### [SET PROBLEM]
Copy out the records below with every instance of "annotation engine" changed to "labeling engine", leaving all other text unchanged.

### [TASK MATERIAL]
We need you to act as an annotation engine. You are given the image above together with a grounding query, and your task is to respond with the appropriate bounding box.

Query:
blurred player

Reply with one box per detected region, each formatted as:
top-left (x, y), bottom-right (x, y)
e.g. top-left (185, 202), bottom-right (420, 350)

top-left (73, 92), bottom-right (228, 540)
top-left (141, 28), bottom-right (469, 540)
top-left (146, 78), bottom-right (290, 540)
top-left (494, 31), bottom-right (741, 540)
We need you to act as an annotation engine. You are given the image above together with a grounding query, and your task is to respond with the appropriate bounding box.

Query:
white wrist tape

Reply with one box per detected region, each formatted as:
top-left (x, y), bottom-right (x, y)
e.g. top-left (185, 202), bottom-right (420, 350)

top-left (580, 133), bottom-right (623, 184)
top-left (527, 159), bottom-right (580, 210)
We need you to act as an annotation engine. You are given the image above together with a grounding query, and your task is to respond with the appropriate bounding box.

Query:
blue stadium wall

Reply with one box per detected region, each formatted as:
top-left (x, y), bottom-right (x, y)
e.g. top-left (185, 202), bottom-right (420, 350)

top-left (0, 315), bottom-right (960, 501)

### [SOLUTION TO THE EXERCISE]
We need you to act as an labeling engine. You are given the image above together with a grounding query, and your task is to respond with the appropriate bounding box.

Query:
blurred player

Reply with one box per detected region, each formatted as:
top-left (x, y), bottom-right (x, y)
e.g. top-left (185, 202), bottom-right (420, 350)

top-left (73, 92), bottom-right (228, 540)
top-left (141, 28), bottom-right (469, 540)
top-left (146, 78), bottom-right (290, 540)
top-left (494, 31), bottom-right (741, 540)
We need you to act as an labeling engine. You are given the image above together with a grounding query, and your task is to respond with the appropriate bounding box.

Query:
white wrist tape

Reply with one box per detected region, each formatted as:
top-left (x, y), bottom-right (x, y)
e.g. top-left (185, 202), bottom-right (420, 350)

top-left (580, 133), bottom-right (623, 184)
top-left (527, 159), bottom-right (580, 210)
We need you to act as an labeling engine. You are given the image above together with a grounding query, and your task is to respond with the appropriate bounding box.

Query:
blue stadium wall

Reply with one box per detected region, each formatted as:
top-left (x, y), bottom-right (x, y)
e.g. top-left (185, 202), bottom-right (420, 350)

top-left (0, 315), bottom-right (960, 501)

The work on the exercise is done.